▶ **Work instruction**: Only one stretch of the listing below is wanted. Give it again exactly, from the line with "One marker per instance, like [1115,240]." through the line with "One marker per instance, like [299,760].".
Data extract section start
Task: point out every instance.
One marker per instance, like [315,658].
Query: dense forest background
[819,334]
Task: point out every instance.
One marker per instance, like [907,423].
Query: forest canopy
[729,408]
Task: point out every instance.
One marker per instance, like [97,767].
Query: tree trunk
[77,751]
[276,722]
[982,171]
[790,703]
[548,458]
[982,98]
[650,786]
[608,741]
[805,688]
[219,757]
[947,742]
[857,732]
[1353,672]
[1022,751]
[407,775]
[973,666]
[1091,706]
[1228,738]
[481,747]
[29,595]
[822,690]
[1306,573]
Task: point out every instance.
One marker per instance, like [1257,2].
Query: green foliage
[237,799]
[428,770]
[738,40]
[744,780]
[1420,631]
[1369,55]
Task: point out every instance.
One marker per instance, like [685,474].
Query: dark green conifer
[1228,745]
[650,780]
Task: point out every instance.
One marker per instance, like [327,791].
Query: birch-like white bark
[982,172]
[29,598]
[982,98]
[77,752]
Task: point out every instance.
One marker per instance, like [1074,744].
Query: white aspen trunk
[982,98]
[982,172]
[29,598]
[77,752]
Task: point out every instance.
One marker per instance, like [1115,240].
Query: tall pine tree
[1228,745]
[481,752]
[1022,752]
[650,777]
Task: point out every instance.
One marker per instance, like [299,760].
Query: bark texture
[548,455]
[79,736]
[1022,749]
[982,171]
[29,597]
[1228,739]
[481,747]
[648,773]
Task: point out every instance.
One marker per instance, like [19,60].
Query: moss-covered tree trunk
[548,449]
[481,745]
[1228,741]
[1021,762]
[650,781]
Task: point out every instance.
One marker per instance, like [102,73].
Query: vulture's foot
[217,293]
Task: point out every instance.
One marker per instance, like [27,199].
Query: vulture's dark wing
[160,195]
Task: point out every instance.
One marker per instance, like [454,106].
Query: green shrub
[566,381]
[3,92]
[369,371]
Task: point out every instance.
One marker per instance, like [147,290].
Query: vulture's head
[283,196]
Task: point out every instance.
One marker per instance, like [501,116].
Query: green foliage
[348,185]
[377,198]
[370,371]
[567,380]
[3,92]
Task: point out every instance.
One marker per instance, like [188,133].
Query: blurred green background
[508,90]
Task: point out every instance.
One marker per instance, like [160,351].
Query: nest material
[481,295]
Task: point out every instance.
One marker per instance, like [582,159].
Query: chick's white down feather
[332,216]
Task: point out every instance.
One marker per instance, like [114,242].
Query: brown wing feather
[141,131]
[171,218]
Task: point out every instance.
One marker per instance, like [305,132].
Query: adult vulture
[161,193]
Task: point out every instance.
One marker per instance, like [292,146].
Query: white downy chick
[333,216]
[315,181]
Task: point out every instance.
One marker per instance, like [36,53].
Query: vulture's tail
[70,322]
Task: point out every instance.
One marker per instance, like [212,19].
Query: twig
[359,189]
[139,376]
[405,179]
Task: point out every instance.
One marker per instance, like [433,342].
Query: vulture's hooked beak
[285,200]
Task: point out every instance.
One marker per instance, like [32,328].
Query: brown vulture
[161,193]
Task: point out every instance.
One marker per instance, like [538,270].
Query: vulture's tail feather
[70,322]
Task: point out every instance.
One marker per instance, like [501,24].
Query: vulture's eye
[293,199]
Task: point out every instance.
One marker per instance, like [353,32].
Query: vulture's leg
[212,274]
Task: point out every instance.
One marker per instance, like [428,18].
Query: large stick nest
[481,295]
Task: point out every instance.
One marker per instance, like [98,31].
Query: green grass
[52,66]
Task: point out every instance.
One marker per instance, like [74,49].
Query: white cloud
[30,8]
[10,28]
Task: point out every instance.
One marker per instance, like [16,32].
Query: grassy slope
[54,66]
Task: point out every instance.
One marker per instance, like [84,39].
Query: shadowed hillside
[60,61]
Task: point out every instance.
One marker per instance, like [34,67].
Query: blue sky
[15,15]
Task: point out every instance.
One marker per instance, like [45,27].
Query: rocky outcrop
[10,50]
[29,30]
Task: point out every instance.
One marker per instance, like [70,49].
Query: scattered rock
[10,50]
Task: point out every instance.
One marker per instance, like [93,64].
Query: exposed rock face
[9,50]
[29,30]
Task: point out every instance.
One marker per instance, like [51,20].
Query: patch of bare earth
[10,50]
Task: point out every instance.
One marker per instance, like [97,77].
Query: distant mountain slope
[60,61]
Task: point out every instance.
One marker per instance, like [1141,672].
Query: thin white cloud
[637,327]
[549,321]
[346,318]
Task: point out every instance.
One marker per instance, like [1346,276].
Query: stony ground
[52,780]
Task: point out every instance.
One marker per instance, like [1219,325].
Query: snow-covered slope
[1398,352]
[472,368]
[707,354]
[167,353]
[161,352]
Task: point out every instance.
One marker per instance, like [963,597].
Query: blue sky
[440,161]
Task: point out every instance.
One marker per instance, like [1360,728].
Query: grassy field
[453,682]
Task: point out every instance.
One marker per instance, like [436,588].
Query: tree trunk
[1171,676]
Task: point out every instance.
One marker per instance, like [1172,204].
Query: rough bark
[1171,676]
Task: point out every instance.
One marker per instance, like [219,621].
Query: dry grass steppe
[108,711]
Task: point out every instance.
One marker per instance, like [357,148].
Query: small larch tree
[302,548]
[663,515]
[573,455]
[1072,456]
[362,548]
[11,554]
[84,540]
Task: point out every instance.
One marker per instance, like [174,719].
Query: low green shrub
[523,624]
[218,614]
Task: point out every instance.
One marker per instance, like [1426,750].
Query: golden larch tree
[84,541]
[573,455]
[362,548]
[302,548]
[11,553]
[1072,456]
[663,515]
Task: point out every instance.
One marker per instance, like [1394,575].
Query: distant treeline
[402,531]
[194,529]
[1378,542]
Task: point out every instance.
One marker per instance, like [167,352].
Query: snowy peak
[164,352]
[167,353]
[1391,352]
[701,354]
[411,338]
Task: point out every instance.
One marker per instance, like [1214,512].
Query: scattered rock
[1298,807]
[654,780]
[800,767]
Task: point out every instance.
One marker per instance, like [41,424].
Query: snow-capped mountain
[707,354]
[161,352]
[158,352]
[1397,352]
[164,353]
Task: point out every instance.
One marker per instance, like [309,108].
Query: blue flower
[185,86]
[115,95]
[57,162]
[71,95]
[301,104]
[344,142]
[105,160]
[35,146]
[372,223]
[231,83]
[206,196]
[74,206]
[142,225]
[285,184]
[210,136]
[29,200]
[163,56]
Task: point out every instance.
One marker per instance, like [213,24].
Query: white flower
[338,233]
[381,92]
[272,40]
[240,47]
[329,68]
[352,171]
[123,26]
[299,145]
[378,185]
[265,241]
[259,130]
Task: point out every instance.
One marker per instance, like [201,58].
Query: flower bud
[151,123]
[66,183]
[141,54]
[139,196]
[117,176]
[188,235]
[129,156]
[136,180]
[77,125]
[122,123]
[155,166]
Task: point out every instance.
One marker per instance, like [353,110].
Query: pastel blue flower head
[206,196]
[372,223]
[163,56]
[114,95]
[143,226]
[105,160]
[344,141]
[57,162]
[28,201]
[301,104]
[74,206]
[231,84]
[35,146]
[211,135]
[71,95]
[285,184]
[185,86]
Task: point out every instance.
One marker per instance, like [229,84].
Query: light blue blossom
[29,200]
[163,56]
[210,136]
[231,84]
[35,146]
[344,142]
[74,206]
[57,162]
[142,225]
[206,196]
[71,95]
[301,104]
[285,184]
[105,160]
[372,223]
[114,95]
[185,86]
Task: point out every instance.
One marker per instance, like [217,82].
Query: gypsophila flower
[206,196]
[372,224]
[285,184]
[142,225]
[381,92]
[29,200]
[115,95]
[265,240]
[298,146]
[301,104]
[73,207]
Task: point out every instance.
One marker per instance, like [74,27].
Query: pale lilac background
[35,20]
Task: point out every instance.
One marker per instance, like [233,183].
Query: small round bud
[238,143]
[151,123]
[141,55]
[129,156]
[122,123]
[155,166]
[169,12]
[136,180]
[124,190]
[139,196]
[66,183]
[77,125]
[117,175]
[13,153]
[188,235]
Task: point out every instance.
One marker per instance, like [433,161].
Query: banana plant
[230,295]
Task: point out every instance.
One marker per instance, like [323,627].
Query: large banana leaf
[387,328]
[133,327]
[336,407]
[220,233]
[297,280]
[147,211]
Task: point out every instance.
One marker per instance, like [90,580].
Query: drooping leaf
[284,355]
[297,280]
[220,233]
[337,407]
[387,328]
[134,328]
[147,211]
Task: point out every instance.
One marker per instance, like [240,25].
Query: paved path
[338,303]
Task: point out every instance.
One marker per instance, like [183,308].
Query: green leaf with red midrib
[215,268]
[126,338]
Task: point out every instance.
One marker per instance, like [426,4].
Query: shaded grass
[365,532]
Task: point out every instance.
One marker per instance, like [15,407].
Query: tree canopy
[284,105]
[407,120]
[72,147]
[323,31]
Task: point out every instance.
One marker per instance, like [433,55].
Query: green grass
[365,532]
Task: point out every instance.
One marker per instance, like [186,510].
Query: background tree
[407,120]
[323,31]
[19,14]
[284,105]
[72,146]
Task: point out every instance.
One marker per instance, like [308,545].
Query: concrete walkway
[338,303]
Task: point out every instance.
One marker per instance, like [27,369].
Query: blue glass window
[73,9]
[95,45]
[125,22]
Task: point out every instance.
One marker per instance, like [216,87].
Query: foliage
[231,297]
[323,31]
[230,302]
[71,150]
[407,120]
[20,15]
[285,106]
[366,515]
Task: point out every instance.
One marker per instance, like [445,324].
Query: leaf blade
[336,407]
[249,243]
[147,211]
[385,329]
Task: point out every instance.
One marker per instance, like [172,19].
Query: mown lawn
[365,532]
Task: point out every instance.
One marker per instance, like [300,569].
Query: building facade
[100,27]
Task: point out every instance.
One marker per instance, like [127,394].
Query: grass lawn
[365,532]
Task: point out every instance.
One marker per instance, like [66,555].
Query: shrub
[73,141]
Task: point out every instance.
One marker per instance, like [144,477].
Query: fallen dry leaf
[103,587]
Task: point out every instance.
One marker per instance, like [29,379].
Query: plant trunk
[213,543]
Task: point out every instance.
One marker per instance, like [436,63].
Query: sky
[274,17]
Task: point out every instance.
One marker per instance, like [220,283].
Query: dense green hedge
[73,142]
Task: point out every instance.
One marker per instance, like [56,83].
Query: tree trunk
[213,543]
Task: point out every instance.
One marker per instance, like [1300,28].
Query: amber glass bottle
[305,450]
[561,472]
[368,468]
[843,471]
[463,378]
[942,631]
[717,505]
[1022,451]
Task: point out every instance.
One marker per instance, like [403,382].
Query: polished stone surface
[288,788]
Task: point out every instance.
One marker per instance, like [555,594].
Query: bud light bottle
Data extract section end
▶ **Solution**:
One marker per instance, like [1115,240].
Query: tall pine tree
[1228,745]
[481,752]
[1022,752]
[650,777]
Task: point out every instance.
One marker per instance, like [299,760].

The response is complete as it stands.